** START DOCUMENT TEXT **
Often, manually entered values do not correspond to fixed categories, but still have some underlying structure, like addresses, names of places or people, dates, telephone numbers, or other identifiers. These kinds of strings are often very hard to parse, and their treatment is highly dependent on context and domain. A systematic treatment of these cases is beyond the scope of this book.

The final category of string data is freeform text data that consists of phrases or sentences. Examples include tweets, chat logs, and hotel reviews, as well as the collected works of Shakespeare, the content of Wikipedia, or the Project Gutenberg collection of 50,000 ebooks. All of these collections contain information mostly as sentences composed of words.1 For simplicity’s sake, let’s assume all our documents are in one language, English.2 In the context of text analysis, the dataset is often called the corpus, and each data point, represented as a single text, is called a document. These terms come from the information retrieval (IR) and natural language processing (NLP) community, which both deal mostly in text data.
** END DOCUMENT TEXT **
** START GIVEN ENTRIES **
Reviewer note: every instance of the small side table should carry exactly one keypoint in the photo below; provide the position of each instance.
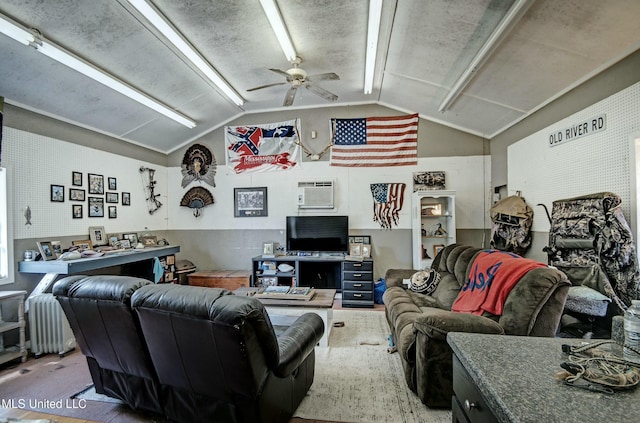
(8, 353)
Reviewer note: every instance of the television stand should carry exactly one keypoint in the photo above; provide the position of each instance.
(323, 271)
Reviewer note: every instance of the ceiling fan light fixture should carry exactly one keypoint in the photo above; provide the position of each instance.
(74, 62)
(373, 32)
(277, 24)
(162, 25)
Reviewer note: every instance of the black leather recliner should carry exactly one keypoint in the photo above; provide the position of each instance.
(108, 333)
(189, 353)
(217, 356)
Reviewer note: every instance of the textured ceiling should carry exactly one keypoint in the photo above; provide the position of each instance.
(423, 47)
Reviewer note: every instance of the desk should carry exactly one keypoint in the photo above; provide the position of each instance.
(53, 268)
(514, 375)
** END GIVEN ENTRIES **
EXERCISE DETAILS – According to the passage on string data, what is the dataset called in the context of text analysis?

WORKED ANSWER – The corpus.